Exercise objective: Please rewrite the data between the lines holding "Objective — drop a marker on each instance of the air" and "[[287, 301]]", inclusive, as a two-column CSV with the header instruction,points. Give one row for each line starting with "Objective", placing that line and the answer that follows it each in a single double-quoted field, with any line breaks replaced by spaces.

Input:
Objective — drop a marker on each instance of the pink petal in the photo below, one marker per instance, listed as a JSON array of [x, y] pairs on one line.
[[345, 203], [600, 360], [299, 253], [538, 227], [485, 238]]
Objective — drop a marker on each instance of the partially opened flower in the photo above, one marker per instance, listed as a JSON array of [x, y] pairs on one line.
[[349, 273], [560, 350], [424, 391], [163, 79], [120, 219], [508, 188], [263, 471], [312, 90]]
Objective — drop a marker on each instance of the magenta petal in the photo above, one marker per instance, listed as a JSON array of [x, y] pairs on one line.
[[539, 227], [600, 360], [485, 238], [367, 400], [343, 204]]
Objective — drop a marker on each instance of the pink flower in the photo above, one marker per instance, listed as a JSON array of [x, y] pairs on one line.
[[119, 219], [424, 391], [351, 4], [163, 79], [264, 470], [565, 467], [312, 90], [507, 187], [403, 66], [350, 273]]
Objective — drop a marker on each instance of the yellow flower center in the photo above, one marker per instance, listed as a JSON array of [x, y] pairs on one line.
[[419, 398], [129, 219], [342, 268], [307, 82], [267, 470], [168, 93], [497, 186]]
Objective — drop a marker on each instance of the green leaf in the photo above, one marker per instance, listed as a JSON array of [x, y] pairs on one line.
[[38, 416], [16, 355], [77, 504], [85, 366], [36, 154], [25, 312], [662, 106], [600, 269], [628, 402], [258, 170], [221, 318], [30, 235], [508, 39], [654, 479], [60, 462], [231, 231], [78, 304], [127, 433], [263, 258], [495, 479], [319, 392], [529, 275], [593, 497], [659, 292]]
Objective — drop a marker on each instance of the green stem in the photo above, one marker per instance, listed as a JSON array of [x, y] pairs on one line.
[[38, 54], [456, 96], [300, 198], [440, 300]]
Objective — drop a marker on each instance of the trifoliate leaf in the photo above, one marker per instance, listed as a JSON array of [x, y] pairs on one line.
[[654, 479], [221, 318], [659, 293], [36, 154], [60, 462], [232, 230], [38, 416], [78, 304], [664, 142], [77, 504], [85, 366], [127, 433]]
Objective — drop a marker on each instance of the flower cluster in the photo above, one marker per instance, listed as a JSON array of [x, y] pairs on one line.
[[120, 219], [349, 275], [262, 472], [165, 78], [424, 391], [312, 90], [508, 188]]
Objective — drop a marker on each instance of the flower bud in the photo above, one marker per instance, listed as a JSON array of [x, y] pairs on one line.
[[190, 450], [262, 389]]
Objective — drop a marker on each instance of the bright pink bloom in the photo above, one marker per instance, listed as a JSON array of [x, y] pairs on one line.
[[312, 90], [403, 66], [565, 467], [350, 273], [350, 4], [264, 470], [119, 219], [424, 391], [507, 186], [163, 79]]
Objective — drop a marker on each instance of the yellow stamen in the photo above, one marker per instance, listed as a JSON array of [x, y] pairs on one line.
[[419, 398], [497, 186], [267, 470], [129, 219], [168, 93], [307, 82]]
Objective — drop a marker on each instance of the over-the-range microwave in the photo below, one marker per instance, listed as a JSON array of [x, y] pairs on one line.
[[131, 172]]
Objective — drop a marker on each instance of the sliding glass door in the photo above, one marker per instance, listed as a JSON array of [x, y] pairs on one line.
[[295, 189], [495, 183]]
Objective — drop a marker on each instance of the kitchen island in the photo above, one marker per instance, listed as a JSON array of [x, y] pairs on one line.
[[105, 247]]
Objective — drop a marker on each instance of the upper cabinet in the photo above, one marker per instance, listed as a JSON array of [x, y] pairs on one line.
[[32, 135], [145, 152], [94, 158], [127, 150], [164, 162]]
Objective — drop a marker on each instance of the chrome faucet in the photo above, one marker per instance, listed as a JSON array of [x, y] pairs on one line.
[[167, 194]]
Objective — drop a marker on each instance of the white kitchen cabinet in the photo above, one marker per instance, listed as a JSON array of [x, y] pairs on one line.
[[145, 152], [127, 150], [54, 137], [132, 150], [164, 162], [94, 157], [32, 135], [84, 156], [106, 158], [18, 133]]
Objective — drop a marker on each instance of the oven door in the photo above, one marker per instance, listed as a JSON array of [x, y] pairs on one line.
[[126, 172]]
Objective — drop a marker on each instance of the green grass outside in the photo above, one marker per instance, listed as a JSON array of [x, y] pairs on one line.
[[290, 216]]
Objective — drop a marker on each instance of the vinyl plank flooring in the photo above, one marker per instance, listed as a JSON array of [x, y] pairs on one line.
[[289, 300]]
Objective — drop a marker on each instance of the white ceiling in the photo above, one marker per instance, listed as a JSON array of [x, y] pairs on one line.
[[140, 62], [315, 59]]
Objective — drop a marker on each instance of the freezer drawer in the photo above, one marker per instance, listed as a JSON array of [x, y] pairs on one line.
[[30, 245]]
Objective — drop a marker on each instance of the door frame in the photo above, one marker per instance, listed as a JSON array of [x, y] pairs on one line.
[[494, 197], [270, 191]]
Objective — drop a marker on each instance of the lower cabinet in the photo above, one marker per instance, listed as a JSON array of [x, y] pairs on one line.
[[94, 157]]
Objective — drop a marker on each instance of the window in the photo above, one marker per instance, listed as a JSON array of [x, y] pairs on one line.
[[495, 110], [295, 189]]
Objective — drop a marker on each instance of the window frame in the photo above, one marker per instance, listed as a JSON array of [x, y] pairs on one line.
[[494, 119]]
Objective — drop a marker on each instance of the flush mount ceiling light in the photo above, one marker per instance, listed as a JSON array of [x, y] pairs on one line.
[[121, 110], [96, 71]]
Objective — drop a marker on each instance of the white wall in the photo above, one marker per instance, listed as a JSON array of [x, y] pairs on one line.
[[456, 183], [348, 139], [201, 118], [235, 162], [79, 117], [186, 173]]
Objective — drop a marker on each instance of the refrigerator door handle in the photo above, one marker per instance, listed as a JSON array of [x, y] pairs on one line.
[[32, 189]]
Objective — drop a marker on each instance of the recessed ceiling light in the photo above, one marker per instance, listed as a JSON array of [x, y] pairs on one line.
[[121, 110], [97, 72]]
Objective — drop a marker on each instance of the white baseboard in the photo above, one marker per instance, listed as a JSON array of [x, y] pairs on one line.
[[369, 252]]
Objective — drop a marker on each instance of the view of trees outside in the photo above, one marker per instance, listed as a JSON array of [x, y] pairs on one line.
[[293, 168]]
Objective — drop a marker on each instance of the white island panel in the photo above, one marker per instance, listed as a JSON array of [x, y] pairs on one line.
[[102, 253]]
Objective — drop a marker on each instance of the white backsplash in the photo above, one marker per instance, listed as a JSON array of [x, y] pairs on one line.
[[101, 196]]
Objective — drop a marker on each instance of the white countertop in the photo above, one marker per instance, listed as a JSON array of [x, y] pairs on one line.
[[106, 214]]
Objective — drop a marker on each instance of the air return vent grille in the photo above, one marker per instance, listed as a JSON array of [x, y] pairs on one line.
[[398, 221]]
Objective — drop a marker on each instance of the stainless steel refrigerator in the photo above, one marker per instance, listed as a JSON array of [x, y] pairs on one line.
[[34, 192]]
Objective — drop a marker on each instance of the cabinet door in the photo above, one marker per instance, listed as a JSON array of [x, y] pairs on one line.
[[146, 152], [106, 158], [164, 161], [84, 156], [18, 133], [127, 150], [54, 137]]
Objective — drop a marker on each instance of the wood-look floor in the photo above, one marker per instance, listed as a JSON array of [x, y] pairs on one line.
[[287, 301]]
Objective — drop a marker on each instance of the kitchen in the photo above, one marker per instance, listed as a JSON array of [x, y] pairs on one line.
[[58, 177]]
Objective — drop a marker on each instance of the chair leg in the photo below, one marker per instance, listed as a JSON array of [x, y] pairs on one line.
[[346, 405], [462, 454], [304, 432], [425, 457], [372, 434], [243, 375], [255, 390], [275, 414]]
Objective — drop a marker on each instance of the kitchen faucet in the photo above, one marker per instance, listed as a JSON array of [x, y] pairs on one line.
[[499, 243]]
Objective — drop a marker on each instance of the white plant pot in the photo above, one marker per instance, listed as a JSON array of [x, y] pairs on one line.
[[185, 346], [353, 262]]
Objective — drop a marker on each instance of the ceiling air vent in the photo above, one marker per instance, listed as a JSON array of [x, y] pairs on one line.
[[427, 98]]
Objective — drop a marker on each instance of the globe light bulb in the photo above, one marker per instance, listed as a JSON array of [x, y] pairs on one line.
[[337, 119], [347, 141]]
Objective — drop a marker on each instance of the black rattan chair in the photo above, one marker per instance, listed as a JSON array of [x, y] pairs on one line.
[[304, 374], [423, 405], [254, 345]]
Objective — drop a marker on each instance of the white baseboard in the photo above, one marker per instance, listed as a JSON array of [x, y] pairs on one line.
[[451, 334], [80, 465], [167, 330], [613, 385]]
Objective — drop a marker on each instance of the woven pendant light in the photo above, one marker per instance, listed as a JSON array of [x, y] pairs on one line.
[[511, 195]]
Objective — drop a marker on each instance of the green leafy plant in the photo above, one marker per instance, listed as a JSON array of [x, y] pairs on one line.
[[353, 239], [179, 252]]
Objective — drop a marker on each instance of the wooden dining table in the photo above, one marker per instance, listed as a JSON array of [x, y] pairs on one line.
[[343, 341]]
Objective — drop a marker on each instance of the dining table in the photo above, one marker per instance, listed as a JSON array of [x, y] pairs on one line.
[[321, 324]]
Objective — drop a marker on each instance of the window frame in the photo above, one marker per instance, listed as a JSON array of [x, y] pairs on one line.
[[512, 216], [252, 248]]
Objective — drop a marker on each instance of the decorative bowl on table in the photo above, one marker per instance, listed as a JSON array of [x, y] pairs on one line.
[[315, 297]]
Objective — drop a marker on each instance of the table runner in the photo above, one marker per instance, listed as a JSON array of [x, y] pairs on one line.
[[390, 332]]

In response:
instruction,points
"Objective — drop a marker on each instance of the air return vent grille in the photo above, one marker per instance, listed as a JSON array of [x, y] pairs on one line.","[[398, 221]]"
"Objective — drop a marker on each instance of the stainless steel refrigerator in the photo above, one marker per instance, listed as a JSON array of [x, y] pairs on one line.","[[34, 192]]"
"Objective — drop a marker on each instance of the cabinet door in the photo above, one marker per instance, listed as a JSON array of [x, y] pairs on one line.","[[146, 152], [106, 158], [164, 161], [84, 156], [18, 133], [127, 150], [54, 137]]"
"Objective — drop a marker on each instance of the wood-look floor in the photo above, one marker per instance, listed as a JSON array of [x, y] pairs on one line.","[[287, 301]]"